▶ _EXERCISE BRIEF_: Which lines of the data below hold "roof"? Copy each of them.
#### EXTRACTED INFORMATION ####
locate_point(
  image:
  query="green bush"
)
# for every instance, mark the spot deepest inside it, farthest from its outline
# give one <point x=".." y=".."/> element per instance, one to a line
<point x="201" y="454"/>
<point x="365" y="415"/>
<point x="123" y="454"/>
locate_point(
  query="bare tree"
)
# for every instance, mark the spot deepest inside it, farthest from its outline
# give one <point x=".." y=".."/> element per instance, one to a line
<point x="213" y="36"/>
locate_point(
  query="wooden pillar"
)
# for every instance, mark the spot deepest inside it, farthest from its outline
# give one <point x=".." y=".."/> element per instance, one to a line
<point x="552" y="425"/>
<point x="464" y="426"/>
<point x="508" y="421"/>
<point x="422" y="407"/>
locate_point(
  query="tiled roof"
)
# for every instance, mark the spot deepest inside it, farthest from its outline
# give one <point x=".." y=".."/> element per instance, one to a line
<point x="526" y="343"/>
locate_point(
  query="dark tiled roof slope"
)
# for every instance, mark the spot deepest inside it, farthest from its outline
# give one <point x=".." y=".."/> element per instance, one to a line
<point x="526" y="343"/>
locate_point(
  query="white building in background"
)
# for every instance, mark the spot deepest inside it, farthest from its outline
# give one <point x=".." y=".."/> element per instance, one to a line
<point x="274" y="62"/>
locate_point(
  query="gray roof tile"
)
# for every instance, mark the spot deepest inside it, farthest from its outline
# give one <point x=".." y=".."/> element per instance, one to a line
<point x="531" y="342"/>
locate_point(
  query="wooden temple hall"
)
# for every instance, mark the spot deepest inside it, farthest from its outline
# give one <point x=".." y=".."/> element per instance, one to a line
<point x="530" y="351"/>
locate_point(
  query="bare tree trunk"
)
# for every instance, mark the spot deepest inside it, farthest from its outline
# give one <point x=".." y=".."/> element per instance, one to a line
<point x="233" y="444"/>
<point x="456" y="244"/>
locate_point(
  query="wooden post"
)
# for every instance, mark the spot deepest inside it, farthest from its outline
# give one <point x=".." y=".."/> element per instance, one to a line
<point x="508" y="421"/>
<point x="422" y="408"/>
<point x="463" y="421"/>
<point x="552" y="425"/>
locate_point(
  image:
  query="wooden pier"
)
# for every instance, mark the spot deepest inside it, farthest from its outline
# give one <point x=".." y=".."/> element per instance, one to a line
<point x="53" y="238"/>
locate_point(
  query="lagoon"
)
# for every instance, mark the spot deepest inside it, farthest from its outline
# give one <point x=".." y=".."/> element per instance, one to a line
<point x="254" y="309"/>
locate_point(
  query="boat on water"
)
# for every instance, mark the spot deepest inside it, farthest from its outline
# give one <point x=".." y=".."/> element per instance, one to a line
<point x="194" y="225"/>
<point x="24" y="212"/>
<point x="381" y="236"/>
####
▶ _EXERCISE ANSWER_:
  query="tiled roof"
  query="dark tiled roof slope"
  query="gray roof tile"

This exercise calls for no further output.